Documento de origem
************

6 – Nisto tudo, e talvez a situação mais grave, é estar a tentar-se responsabilizar os Funcionários da Câmara Municipal de Marvão por esta situação, desviando a água do capote, e não se assumindo as responsabilidades próprias do Executivo que tomou as decisões. Se responsabilidades há dos Funcionários, elas são decorrentes da irresponsabilidade do Executivo por não providenciar uma assessoria jurídica adequada, e por não ter um Técnico dessa área. Sendo, certamente, a única Autarquia do país que não tem um Jurista (quem faz os pareceres jurídicos, é um mero “curioso administrativo” avençado).Em contrapartida prefere ter um Assessor para andar a fazer de "manageiro", a distribuir simpatia para angariação de votos.

************

Listagem
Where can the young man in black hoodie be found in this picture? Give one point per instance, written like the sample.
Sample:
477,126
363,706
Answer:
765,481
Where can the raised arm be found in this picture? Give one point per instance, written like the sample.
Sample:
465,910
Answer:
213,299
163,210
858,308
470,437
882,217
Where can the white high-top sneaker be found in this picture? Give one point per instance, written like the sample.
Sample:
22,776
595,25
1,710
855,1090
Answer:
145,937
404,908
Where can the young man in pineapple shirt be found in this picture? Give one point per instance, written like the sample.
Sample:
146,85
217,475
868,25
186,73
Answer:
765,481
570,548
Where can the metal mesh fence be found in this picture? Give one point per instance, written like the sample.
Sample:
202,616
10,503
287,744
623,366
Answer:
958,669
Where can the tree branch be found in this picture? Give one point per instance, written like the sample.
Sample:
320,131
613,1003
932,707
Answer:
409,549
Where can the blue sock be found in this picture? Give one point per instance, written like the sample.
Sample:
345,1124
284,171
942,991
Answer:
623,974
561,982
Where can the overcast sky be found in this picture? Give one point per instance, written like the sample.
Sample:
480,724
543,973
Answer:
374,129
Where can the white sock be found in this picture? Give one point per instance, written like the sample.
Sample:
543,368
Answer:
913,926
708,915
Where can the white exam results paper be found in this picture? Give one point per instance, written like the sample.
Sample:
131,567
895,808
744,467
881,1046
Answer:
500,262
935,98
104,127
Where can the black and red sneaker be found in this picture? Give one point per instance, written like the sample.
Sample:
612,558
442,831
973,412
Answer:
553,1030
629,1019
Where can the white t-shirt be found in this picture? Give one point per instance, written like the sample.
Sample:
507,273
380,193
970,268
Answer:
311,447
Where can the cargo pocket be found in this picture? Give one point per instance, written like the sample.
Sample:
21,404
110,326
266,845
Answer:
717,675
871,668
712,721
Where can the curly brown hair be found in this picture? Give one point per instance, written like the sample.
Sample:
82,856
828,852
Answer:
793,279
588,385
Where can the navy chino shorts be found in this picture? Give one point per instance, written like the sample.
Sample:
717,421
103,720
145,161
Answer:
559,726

************

Tarefa proposta
Transcreva na íntegra, sem qualquer alteração, o texto sobre a Câmara Municipal de Marvão. Os registos não têm qualquer relação com o texto.

Resposta final
6 – Nisto tudo, e talvez a situação mais grave, é estar a tentar-se responsabilizar os Funcionários da Câmara Municipal de Marvão por esta situação, desviando a água do capote, e não se assumindo as responsabilidades próprias do Executivo que tomou as decisões. Se responsabilidades há dos Funcionários, elas são decorrentes da irresponsabilidade do Executivo por não providenciar uma assessoria jurídica adequada, e por não ter um Técnico dessa área. Sendo, certamente, a única Autarquia do país que não tem um Jurista (quem faz os pareceres jurídicos, é um mero “curioso administrativo” avençado).Em contrapartida prefere ter um Assessor para andar a fazer de "manageiro", a distribuir simpatia para angariação de votos.